#### Task prompt
Start to finish, print the data below exactly, without the images.

#### Dataset extract
::::
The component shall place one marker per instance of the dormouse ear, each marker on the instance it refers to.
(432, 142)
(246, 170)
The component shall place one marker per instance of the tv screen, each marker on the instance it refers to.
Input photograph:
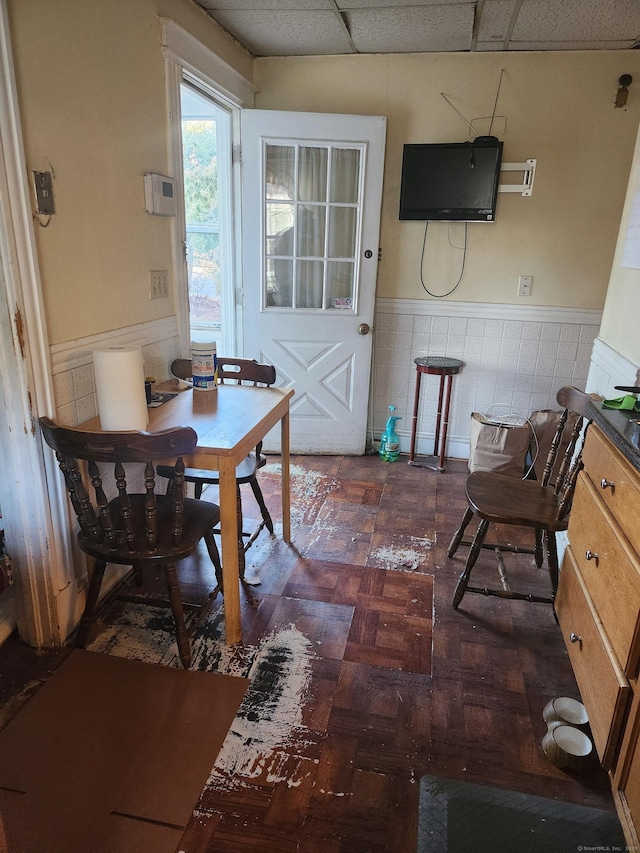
(451, 181)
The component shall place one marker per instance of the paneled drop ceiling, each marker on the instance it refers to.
(323, 27)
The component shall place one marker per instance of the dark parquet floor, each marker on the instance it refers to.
(403, 685)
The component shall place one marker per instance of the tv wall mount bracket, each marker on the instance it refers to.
(528, 169)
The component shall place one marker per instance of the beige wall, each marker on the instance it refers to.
(91, 86)
(621, 318)
(558, 108)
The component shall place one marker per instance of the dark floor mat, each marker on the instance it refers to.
(461, 817)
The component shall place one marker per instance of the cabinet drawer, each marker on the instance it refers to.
(603, 686)
(621, 489)
(610, 570)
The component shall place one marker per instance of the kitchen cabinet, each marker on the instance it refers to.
(598, 606)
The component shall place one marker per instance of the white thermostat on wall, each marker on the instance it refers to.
(159, 194)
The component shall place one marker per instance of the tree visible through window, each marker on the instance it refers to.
(205, 150)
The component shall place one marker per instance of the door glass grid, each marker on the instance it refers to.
(312, 225)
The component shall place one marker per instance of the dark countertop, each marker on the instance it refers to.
(619, 428)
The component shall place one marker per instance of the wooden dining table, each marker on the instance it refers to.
(230, 420)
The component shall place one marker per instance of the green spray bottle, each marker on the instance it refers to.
(389, 441)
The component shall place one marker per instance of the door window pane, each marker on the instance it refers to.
(340, 283)
(312, 174)
(309, 284)
(280, 164)
(206, 174)
(203, 254)
(342, 232)
(310, 231)
(279, 228)
(345, 175)
(279, 282)
(312, 220)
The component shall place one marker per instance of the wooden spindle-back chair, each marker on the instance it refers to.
(140, 530)
(539, 505)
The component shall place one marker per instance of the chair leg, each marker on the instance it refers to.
(539, 551)
(552, 560)
(93, 591)
(257, 493)
(214, 554)
(182, 637)
(457, 536)
(474, 550)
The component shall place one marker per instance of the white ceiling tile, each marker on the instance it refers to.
(286, 33)
(313, 27)
(412, 29)
(577, 20)
(267, 5)
(493, 25)
(566, 45)
(347, 5)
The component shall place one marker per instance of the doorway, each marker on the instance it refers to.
(206, 128)
(312, 191)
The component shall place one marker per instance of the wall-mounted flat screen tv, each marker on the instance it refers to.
(451, 181)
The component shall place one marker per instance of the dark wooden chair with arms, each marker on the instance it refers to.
(543, 507)
(137, 530)
(235, 370)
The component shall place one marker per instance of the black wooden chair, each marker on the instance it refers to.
(540, 506)
(238, 371)
(141, 530)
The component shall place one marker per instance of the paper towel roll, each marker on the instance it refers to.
(119, 373)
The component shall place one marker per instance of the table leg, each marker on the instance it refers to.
(286, 480)
(445, 424)
(438, 417)
(230, 556)
(414, 422)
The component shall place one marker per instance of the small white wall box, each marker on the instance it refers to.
(160, 194)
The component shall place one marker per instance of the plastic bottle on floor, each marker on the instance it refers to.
(389, 441)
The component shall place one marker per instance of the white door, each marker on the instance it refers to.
(312, 188)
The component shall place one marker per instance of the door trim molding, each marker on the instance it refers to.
(180, 47)
(35, 509)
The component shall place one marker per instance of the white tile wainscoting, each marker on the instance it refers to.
(514, 357)
(72, 365)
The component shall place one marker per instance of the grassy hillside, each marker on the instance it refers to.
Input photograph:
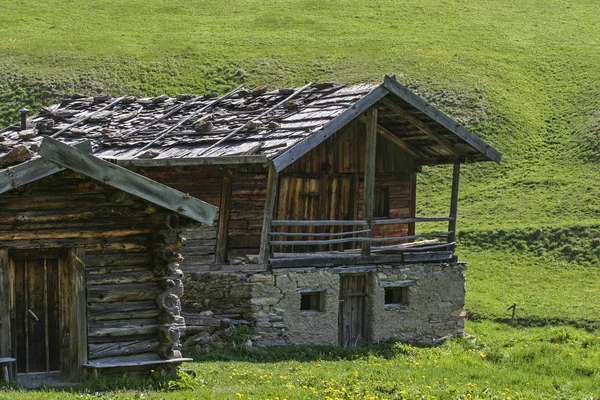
::::
#### Expected output
The component shall place one marker per instance of the dormouse ear, each marker on the instance it refers to.
(432, 142)
(246, 170)
The component shall place one marker per instance of the tv screen, each marker on the instance it refers to.
Input photograph:
(451, 181)
The component shall place one marker per instance of the paneled drop ceiling, each marker on the instance it refers to.
(323, 27)
The component shall place one marker per instance of the dark parquet floor, each marker on the instance it refers to.
(403, 685)
The component shall place one marker per instance of the tv wall mount bracket, each marker on the instance it refers to.
(528, 169)
The component shall place one marker per instance of the beige wall, each marker on the instance it refers to.
(91, 86)
(621, 318)
(558, 108)
The component shall place one marker per instance of the dark floor mat, each marker on the instance it refers to.
(461, 817)
The component shall place one marker per instance of the cabinet drawer, each marker on the instance it refers to.
(603, 686)
(621, 489)
(610, 570)
The component shall place one marker per instance of the kitchen cabinet, each marker on the instance it refers to.
(598, 606)
The component shall place one marker per instance of the white thermostat on wall, each marker on the instance it refers to.
(159, 194)
The component shall place one marker per instance of the tree visible through window, each marker on the instance it refers to.
(205, 150)
The component shall place one marker per instance of the door glass grid, each marker on the instance it refers to.
(312, 225)
The component shall place one marker per instance of the dark countertop, each marker on the instance it refers to.
(619, 428)
The component shall place one marker per instance of the wooden dining table, each marker on the instance it refers to.
(230, 420)
The component shall place one marker per instance of the green spray bottle, each marker on the instance it refers to.
(389, 441)
The component shall place one marker per instance of the door window pane, each marker on the instance it refers to.
(340, 283)
(312, 174)
(309, 284)
(280, 164)
(206, 174)
(203, 254)
(342, 232)
(310, 231)
(279, 228)
(345, 175)
(279, 282)
(312, 220)
The component shall place one marker per instance of the wooden spindle-back chair, each marker on the instance it refers to.
(140, 530)
(539, 505)
The component shall place one marker per instance of the chair leg, each marker on the instance it refers to.
(539, 551)
(552, 560)
(93, 591)
(257, 493)
(214, 554)
(182, 637)
(457, 536)
(474, 550)
The component shall place one marker per instance of the white ceiling tile, each marker on the instance it refers to.
(286, 33)
(313, 27)
(412, 29)
(577, 20)
(267, 5)
(493, 25)
(566, 45)
(347, 5)
The component shall place one marker per instance of the doorway, each marker on the instance it refers to.
(206, 128)
(312, 191)
The component shall place one marker per instance of the wall-mounted flat screen tv, each marker on the instance it refers to.
(451, 181)
The component shall place one marker per instance of the dark wooden chair with arms, each marker on the instance it refers to.
(543, 507)
(137, 530)
(235, 370)
The component shall place one marker per instance of the black wooden chair, each marker on the instance it refers to.
(540, 506)
(238, 371)
(141, 530)
The component shall place one marker per instance of the paper towel roll, each marker on the instance it refers to.
(119, 373)
The component shall place one marker per instance of the table leg, each marker on the instance it refers to.
(286, 480)
(445, 424)
(438, 417)
(230, 556)
(414, 422)
The component shall place one marker per instance of the small white wall box, each marker on the instance it refers to.
(160, 194)
The component shall place one marker per instance of the plastic bottle on floor, each marker on the instance it refers to.
(389, 441)
The component shall place one marker per instance of the white door, each marker on the instance it refers to.
(312, 188)
The component shall place one marker per instance of the door trim molding, each marker on the instance it refers to.
(180, 47)
(35, 509)
The component shall place one marker per instance of the white tile wainscoting, each marker on the instance it refers to.
(514, 357)
(72, 365)
The component shall place one marker per instance of the grassy hillside, each marker on the instance it refers to.
Input photograph:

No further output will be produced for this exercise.